● Activity: A verbatim repetition of the data below is requested, without images.

[Dataset entries]
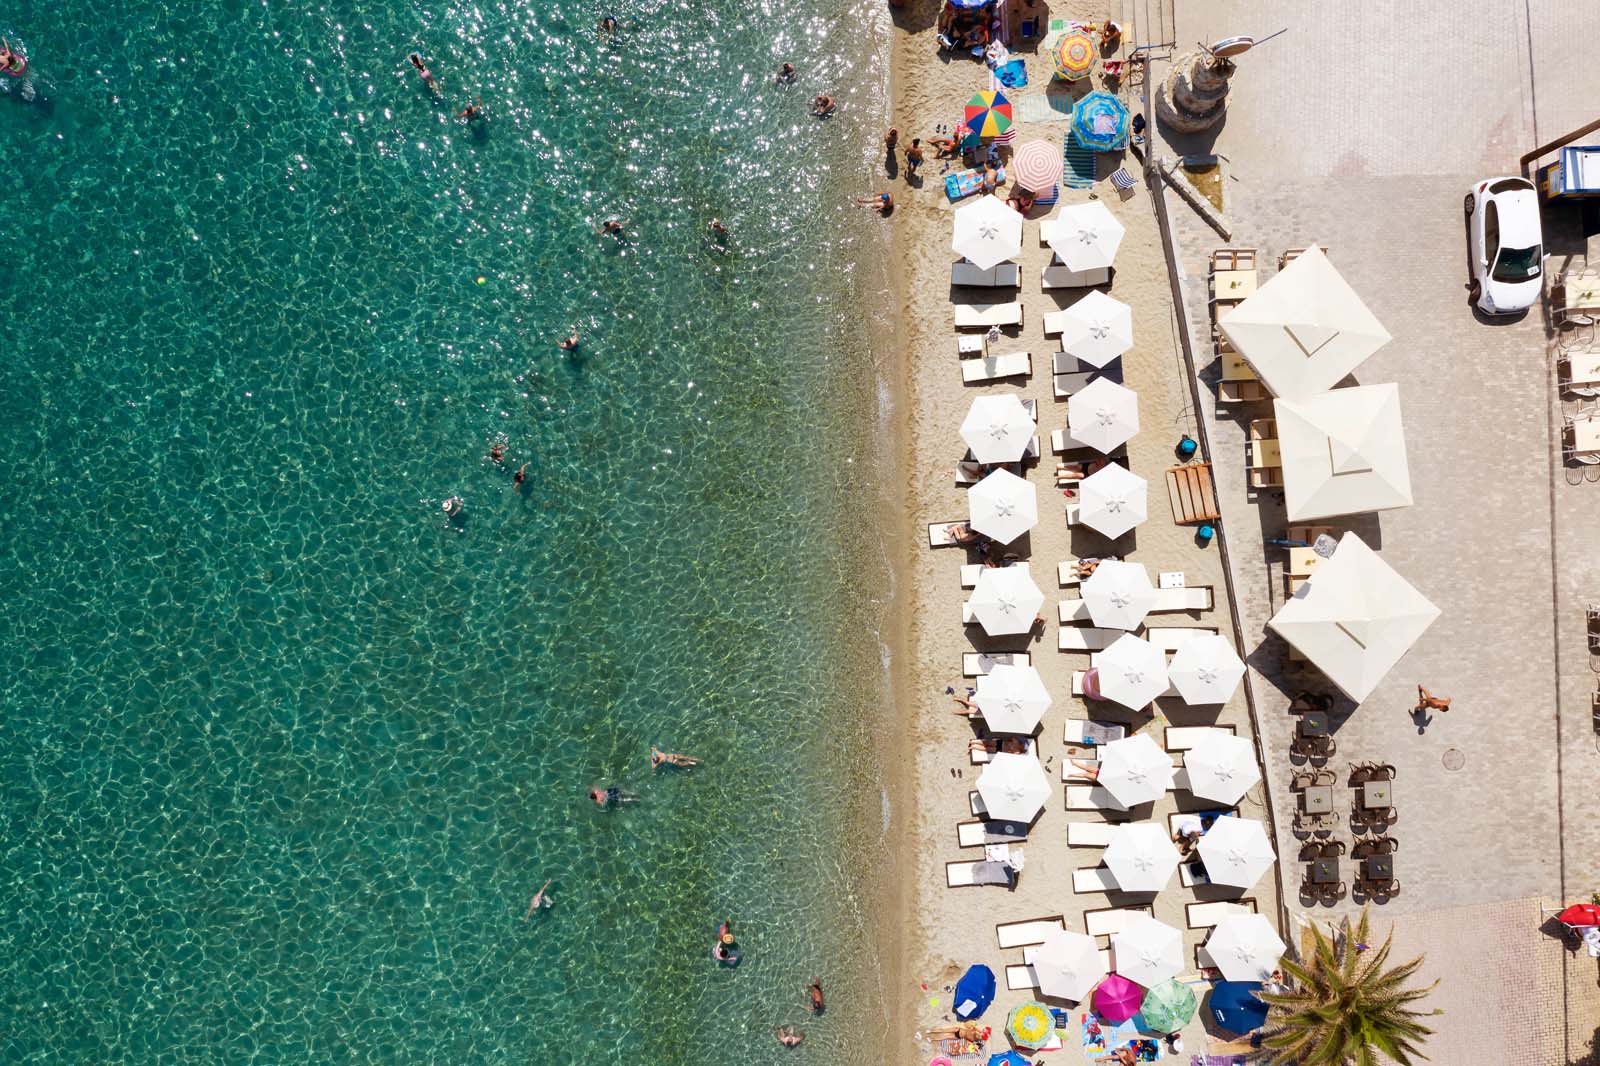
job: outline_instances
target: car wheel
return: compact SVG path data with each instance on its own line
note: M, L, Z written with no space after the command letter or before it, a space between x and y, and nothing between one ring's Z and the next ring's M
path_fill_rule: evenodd
M1473 303L1477 303L1478 298L1482 295L1483 282L1475 280L1472 282L1472 284L1467 286L1467 299L1471 300Z
M1468 218L1472 217L1472 210L1475 206L1476 205L1472 202L1472 194L1470 192L1467 193L1466 196L1462 197L1461 210L1462 213L1464 213Z

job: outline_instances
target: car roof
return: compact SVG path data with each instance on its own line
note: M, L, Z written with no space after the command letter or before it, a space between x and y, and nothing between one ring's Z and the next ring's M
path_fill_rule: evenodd
M1500 215L1500 246L1528 248L1542 244L1539 226L1539 194L1519 185L1508 192L1493 192L1495 210Z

● Problem solution:
job: outline_instances
target: car wheel
return: compact SVG path data with each instance on its own line
note: M, L, Z written with no space after the command letter or before it, a space between x and y, and nothing between one ring's Z and the next ring's M
path_fill_rule: evenodd
M1473 303L1477 303L1478 298L1482 295L1483 282L1475 280L1472 282L1472 284L1467 286L1467 299L1471 300Z
M1468 218L1472 217L1472 210L1475 206L1476 205L1472 202L1472 194L1470 192L1467 193L1466 196L1462 197L1461 210L1462 213L1464 213Z

job: outline_instances
target: car roof
return: compact SVG path data with each instance on its own line
note: M, L, Z written with no space after the command letter or before it, a space between x and y, and nothing between one ring's Z and the next ring's M
path_fill_rule: evenodd
M1500 215L1500 246L1528 248L1542 244L1539 226L1539 194L1519 185L1508 192L1493 192L1495 210Z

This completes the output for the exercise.